Print the data that follows, exactly and completely.

= Study material =

=-=-=

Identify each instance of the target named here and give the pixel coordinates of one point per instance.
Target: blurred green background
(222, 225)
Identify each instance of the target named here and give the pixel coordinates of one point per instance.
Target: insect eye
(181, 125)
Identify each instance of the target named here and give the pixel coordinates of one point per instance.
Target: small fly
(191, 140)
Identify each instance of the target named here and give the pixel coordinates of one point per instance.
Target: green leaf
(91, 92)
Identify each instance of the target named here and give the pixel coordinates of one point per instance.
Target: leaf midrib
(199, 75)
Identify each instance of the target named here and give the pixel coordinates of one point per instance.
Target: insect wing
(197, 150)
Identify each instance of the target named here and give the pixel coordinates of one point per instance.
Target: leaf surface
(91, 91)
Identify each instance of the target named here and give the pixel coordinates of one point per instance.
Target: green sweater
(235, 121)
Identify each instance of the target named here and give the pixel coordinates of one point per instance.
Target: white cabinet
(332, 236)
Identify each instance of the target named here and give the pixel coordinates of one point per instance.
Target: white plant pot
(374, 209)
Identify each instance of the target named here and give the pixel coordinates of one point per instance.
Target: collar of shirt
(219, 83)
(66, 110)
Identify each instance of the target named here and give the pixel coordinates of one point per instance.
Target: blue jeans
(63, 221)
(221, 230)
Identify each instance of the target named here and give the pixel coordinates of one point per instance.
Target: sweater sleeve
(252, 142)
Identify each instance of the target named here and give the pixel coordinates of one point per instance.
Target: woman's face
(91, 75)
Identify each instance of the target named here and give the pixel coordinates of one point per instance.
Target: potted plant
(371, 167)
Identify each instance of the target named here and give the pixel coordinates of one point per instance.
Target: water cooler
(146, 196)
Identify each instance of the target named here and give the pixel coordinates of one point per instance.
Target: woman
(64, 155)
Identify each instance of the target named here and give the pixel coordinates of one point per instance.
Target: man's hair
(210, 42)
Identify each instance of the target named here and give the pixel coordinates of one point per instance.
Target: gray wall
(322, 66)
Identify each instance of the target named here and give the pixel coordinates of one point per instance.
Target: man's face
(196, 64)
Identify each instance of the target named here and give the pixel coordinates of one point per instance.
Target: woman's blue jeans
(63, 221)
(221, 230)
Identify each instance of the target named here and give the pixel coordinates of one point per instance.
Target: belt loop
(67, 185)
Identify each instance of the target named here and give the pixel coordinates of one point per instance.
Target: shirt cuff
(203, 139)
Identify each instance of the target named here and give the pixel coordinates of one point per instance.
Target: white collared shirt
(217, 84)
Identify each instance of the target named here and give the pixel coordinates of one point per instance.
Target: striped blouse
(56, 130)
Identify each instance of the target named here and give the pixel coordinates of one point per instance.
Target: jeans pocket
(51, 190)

=-=-=

= Written solution =
Identify each instance of the target named here and give the pixel coordinates of one point per instance.
Target: blurred green background
(222, 225)
Identify each instance of the target named here and give the pixel coordinates of one point per instance.
Target: insect eye
(181, 125)
Identify each instance of the target named here and give the pixel coordinates of one point per instance.
Target: small fly
(191, 140)
Identify each instance of the target named here and give the pixel coordinates of one point per instance.
Target: green leaf
(91, 92)
Identify each instance of the target named here and give the pixel coordinates of one point per instance.
Target: leaf midrib
(199, 75)
Identify each instance of the target named here and give the pixel coordinates of one point per instance.
Target: insect wing
(197, 150)
Identify each instance of the target named here and give the pixel coordinates of one point per instance.
Target: leaf surface
(91, 91)
Identify each instance of the target named here and give the pixel coordinates of one point per instance.
Target: green sweater
(235, 121)
Identify each instance of the target named here and give the pixel coordinates of one point per instance.
Target: white cabinet
(332, 236)
Identify each instance of the target named here and give the pixel coordinates of one point per instance.
Target: white plant pot
(374, 209)
Identify each instance of the target named here and give the pixel coordinates of one point per instance.
Target: collar of shirt
(219, 83)
(66, 110)
Identify each instance of the target named here and give the pixel coordinates of one point per instance.
Target: blue jeans
(63, 221)
(221, 230)
Identify each instance of the target named here and give the pixel coordinates of one point per instance.
Target: sweater sleeve
(252, 142)
Identify each instance of the target named here and give the pixel coordinates of one point per instance.
Target: woman's face
(91, 75)
Identify each instance of the target named here and give the pixel coordinates of one point per instance.
Target: potted plant
(371, 167)
Identify each instance of the target named here and give the pixel coordinates of one point per instance.
Target: water cooler
(146, 196)
Identify each instance of the target named here and give the pixel coordinates of one point per instance.
Target: woman
(64, 155)
Identify each instance of the target named here and give the pixel coordinates of one point per instance.
Target: man's hair
(210, 42)
Identify each instance of the target named here and give the pixel coordinates of one point per instance.
Target: gray wall
(322, 66)
Identify each instance of the target named here and give the pixel coordinates of one point per instance.
Target: man's face
(196, 64)
Identify each instance of the target named here and give the pixel coordinates of one point per instance.
Target: woman's blue jeans
(63, 221)
(221, 230)
Identify each instance of the target named here and give the pixel coordinates of one point per instance.
Target: belt loop
(67, 185)
Identify each instance of the target named here and give the pixel coordinates of one point per instance.
Target: shirt cuff
(203, 139)
Identify each instance of the target named here and give the pixel coordinates of one point per instance.
Target: white collared shirt
(217, 84)
Identify each instance of the target named here and give the pixel coordinates of one point per instance.
Target: striped blouse
(56, 130)
Identify each instance of the target named here and give the pixel coordinates of one point per instance.
Target: jeans pocket
(51, 190)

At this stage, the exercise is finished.